READING PASSAGE:
**********
Robert Pattinson is best known for playing a sparkly vampire in the Twilight series. He’s transformed into the gritty, fearless, and incredibly resourceful Connie Nicks in Good Time – A24’s new indie hit.
Connie’s nightmare night begins when he and his mentally challenged brother Nick (Benny Safdie) rob a bank. After the sloppily planned robbery goes wrong, it ends in Nick’s arrest. Connie spends the night trying to get $10,000 to bail Nick out of NYC notorious Rikers Island, while also evading the police himself.
Determined and running out of time, Connie’s ideas become bolder and even more desperate. His roller-coaster night bring in a cast of characters – a teenage girl and her mother, a man recently released on parole, and a heart pounding sequence in a hospital.
As great as the other actors are, the film revolves around Pattinson’s performance and he’s fantastic. Pattinson is believable as a slippery sometime-y criminal from the first moment he burst into Nick’s therapy session. Pattinson nails every one of Connie’s details. He wears the desperation of a man trying to get out of a bad situation, and the loyalty and love of a brother on his face in every scene. This is Pattinson’s best performance of his career and may be the film that starts to separate him from his sparkly tweenage past.
As dark and dim as the subject matter is, the film has moments of levity and laughter. The best comes via a flashback to how a character got from Point A to Point B. As frantic as the story is, it manages to be fun and entertaining from beginning to end.
Good Time is an ironic title since the bulk of the film is the main character have anything but a good time. It’s a tortures tale that centers on loyalty, love, and bad decisions. Watching Connie run around NYC for $10,000 was like watching a rat in maze where cheese is moved right before the rat gets to it. Pattinson’s performance matched with the gritty NYC landscape should have it in the Oscar conversation come February.
**********
REQUIREMENT 1: According to the Good Time review, how much money does Connie try to get to bail Nick out?
REQUIREMENT 2: List everything the Good Time review says the film's tale centers on.
REQUIREMENT 3: Quote the Good Time review, beginning at the words "As great as" and ending after "beginning to end.".
**********
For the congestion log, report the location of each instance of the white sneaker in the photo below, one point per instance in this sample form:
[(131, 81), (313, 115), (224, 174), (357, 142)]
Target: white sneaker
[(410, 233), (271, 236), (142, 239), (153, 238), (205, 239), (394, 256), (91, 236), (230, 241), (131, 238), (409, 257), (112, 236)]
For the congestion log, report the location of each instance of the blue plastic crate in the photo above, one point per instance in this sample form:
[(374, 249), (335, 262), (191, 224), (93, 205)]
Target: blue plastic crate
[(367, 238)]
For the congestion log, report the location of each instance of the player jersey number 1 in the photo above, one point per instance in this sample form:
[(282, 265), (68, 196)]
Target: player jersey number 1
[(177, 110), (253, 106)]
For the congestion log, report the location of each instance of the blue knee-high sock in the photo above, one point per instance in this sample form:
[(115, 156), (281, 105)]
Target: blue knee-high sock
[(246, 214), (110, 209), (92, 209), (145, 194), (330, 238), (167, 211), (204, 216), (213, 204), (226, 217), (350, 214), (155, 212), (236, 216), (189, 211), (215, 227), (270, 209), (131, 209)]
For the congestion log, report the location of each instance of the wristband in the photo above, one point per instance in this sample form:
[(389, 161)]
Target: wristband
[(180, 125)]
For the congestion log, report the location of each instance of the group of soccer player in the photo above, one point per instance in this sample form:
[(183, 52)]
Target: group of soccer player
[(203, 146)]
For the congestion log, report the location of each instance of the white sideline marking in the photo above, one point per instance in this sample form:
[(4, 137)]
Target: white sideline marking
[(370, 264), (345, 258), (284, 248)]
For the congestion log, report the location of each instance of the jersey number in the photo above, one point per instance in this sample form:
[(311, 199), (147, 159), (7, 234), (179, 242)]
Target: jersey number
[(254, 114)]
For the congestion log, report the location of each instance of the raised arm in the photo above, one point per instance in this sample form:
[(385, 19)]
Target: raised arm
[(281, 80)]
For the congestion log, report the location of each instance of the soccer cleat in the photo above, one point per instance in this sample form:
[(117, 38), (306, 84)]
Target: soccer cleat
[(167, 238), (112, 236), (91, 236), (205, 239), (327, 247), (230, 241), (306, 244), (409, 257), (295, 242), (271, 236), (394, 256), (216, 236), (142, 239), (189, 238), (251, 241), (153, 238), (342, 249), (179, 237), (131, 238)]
**********
WRITTEN ANSWER 1: $10,000

WRITTEN ANSWER 2: Loyalty, love, and bad decisions.

WRITTEN ANSWER 3:
As great as the other actors are, the film revolves around Pattinson’s performance and he’s fantastic. Pattinson is believable as a slippery sometime-y criminal from the first moment he burst into Nick’s therapy session. Pattinson nails every one of Connie’s details. He wears the desperation of a man trying to get out of a bad situation, and the loyalty and love of a brother on his face in every scene. This is Pattinson’s best performance of his career and may be the film that starts to separate him from his sparkly tweenage past.
As dark and dim as the subject matter is, the film has moments of levity and laughter. The best comes via a flashback to how a character got from Point A to Point B. As frantic as the story is, it manages to be fun and entertaining from beginning to end.